**Task prompt**.
Print each of the entries below verbatim, line for line, and omit the pictures from your output.

>> START Input data

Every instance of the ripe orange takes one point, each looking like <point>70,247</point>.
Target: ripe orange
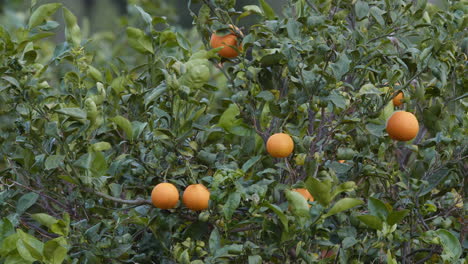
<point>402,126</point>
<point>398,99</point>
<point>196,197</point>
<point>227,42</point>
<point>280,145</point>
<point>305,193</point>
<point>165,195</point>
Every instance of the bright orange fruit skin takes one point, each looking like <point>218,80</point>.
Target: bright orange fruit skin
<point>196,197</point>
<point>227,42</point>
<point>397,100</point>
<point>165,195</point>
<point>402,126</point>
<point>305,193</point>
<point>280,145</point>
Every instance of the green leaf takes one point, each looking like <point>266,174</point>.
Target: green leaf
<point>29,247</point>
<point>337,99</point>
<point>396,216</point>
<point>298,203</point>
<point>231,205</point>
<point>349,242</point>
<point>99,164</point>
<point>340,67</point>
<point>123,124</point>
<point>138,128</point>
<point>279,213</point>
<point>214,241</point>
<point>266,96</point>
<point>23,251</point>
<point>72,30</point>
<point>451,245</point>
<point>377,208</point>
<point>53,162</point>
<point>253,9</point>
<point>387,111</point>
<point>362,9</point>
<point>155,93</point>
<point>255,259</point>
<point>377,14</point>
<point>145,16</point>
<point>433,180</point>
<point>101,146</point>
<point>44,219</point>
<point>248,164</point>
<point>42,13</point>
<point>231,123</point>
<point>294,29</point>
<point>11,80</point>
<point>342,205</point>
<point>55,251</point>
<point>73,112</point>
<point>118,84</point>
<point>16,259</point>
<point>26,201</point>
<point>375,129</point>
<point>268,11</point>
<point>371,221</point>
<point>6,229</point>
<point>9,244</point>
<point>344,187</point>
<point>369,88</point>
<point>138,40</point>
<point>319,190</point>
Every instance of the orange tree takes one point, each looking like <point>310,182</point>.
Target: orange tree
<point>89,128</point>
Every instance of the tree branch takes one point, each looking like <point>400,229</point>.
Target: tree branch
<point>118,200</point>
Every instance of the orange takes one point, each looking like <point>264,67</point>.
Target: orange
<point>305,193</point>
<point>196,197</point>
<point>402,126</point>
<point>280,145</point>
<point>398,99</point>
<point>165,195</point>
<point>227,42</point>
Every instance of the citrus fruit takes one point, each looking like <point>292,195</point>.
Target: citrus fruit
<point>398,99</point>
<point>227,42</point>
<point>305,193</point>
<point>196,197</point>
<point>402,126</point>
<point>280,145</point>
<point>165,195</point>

>> END Input data

**Response to this task**.
Every instance of the ripe orange takes one point, each looking like <point>70,247</point>.
Target: ripe orange
<point>402,126</point>
<point>398,99</point>
<point>196,197</point>
<point>227,42</point>
<point>280,145</point>
<point>305,193</point>
<point>165,195</point>
Every instance of the bright orange fruit skin takes one point, each looking like <point>218,80</point>.
Target: bright orange fruit skin
<point>196,197</point>
<point>227,42</point>
<point>397,100</point>
<point>165,195</point>
<point>402,126</point>
<point>305,193</point>
<point>280,145</point>
Every instance of the green leaf takes one point, each looking like <point>266,174</point>.
Target: green leaf
<point>29,247</point>
<point>337,99</point>
<point>396,216</point>
<point>298,203</point>
<point>231,205</point>
<point>349,242</point>
<point>99,164</point>
<point>340,67</point>
<point>123,124</point>
<point>138,128</point>
<point>279,213</point>
<point>214,241</point>
<point>266,96</point>
<point>23,251</point>
<point>72,30</point>
<point>451,245</point>
<point>377,208</point>
<point>53,162</point>
<point>253,9</point>
<point>387,111</point>
<point>362,9</point>
<point>155,93</point>
<point>255,259</point>
<point>377,14</point>
<point>145,16</point>
<point>433,180</point>
<point>101,146</point>
<point>44,219</point>
<point>248,164</point>
<point>42,13</point>
<point>231,123</point>
<point>294,29</point>
<point>11,80</point>
<point>342,205</point>
<point>55,251</point>
<point>73,112</point>
<point>118,84</point>
<point>16,259</point>
<point>26,201</point>
<point>375,129</point>
<point>268,11</point>
<point>371,221</point>
<point>6,229</point>
<point>9,244</point>
<point>344,187</point>
<point>369,88</point>
<point>138,40</point>
<point>319,190</point>
Every instance of the orange tree takes one point, each looking like <point>310,182</point>.
Target: orange tree
<point>89,128</point>
Every instance of the tree branch takes one point, each looking like <point>400,229</point>.
Target: tree branch
<point>118,200</point>
Every instance of the orange takes one point, each looking like <point>264,67</point>.
Target: orange
<point>305,193</point>
<point>196,197</point>
<point>402,126</point>
<point>280,145</point>
<point>398,99</point>
<point>165,195</point>
<point>227,42</point>
Every instance of the citrus fruit takes one point, each looking like <point>292,195</point>.
Target: citrus fruit
<point>398,99</point>
<point>227,42</point>
<point>305,193</point>
<point>196,197</point>
<point>402,126</point>
<point>280,145</point>
<point>165,195</point>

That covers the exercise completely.